=== RECORDED INFORMATION ===

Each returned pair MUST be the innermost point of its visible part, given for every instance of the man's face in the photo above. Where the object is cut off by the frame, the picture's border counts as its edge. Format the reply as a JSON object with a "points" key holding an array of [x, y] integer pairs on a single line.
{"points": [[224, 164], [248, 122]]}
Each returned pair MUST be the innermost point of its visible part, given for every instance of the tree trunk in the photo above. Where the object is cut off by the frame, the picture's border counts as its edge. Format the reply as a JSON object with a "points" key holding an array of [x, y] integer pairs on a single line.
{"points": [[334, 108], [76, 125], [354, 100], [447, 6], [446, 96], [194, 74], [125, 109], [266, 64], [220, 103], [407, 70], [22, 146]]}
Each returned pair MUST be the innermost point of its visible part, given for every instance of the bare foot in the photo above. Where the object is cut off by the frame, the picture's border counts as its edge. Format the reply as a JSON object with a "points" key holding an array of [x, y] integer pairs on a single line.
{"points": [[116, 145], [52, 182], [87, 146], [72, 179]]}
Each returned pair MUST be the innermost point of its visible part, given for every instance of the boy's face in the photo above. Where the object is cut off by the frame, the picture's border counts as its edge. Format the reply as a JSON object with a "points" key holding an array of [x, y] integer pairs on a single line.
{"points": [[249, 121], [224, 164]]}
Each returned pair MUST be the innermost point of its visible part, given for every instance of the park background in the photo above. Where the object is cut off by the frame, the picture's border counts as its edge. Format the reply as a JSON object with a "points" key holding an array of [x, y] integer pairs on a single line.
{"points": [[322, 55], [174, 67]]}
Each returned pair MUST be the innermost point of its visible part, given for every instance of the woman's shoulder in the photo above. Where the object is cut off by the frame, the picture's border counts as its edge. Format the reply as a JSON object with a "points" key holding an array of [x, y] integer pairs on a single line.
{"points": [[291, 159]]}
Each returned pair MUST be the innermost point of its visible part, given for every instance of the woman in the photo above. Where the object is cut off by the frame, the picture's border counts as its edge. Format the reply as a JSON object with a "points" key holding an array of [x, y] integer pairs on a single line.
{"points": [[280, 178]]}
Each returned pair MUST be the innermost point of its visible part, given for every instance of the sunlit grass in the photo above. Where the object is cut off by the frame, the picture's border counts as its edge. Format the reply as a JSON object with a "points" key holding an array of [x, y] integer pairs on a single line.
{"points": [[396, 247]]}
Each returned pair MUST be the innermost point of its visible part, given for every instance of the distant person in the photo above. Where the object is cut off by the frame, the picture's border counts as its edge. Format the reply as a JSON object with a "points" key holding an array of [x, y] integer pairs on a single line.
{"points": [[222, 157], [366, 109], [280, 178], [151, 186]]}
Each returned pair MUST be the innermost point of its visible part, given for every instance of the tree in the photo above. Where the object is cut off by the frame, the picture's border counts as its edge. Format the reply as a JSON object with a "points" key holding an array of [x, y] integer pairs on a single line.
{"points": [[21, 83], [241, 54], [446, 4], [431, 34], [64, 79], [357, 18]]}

===

AIM OF THE EXERCISE — Can you quote all of the data above, word for word and line for line?

TASK RESULT —
Each returned pair MUST be the innermost point of its visible part, given for every instance of the man's face in the photo above. Where the object is cut off by the frame, the picture's border counts as its edge. Format the reply as a JSON object with a "points" key holding an array of [x, y] integer pairs on a single line.
{"points": [[224, 164], [248, 122]]}
Each returned pair MUST be the innermost point of its visible part, given for every instance of the tree trunk in the photo above. Where the object is cut off by the frame, the picture's border counts as its edge. Format the reply as a JSON object with a "points" key holding an array of [x, y] integer pairs on a single line.
{"points": [[334, 108], [76, 125], [354, 100], [447, 6], [446, 96], [194, 74], [125, 109], [266, 64], [220, 103], [407, 70], [22, 146]]}
Each returned pair MUST be the innermost point of its visible part, given for every instance of the bare foot in the photo above. Where the object is cut off by the frame, the picture's border counts as its edge. Format the reply as a JSON object with a "points" key holding an array of [x, y] integer pairs on a single line.
{"points": [[116, 145], [52, 182], [87, 146], [72, 179]]}
Each returned pair MUST be the innermost point of its visible part, given for every instance of the boy's face in the photo above. Where the object is cut off by the frame, the picture's border counts as its edge. Format the reply as a JSON object with a "points" key holding an array of [x, y] integer pairs on a single line.
{"points": [[249, 121], [224, 164]]}
Each returned pair MUST be the innermost point of its visible part, given for every instance of the park background in the photo above. Where the object is cut off by the frame, the picture's border counts as its edge. Format the reply as a JSON object with a "points" key holding an array of [x, y] integer pairs on a single line.
{"points": [[322, 55], [174, 67]]}
Each returned pair MUST be the innermost point of its visible part, given for every instance of the woman's shoulder in the photo above. Where the object is cut off by the frame, the picture's border counts as its edge. Format the reply as a JSON object with a "points" key holding an array of [x, y] integer pairs on a single line.
{"points": [[291, 159]]}
Each returned pair MUST be the innermost point of its visible part, given for every instance of the woman in the photo above. Where the object is cut off by the frame, the picture's border counts as its edge. Format the reply as a JSON object with a "points" key holding an array of [x, y] integer pairs on a single line.
{"points": [[280, 178]]}
Each returned pair MUST be the innermost point of its visible part, given for every instance of the sunlit grass in the photo above. Where the object is cut off by the frame, the picture's border counts as its edge. Format the reply as a JSON object with a "points" key holding an array of [x, y] integer pairs on a single line.
{"points": [[396, 247]]}
Each returned pair MUST be the innermost point of its visible part, given for every instance of the distant person in the photo above. Where the object is cut off by the frame, the picture's border counts as its edge. Format the reply as a JSON object with a "points" key holding an array of [x, y] integer pairs on a single line.
{"points": [[222, 157], [366, 109], [280, 178], [151, 186]]}
Each returned pair MUST be the innermost point of its visible part, given for every instance of the tree in the photo above. Where the object is cut off by the frame, the picture's border counts as its edge. Format the reply as a JSON object with a "points" key holding an array of [x, y] integer pairs on a single line.
{"points": [[21, 83], [241, 54], [446, 4], [431, 34], [64, 79], [357, 18]]}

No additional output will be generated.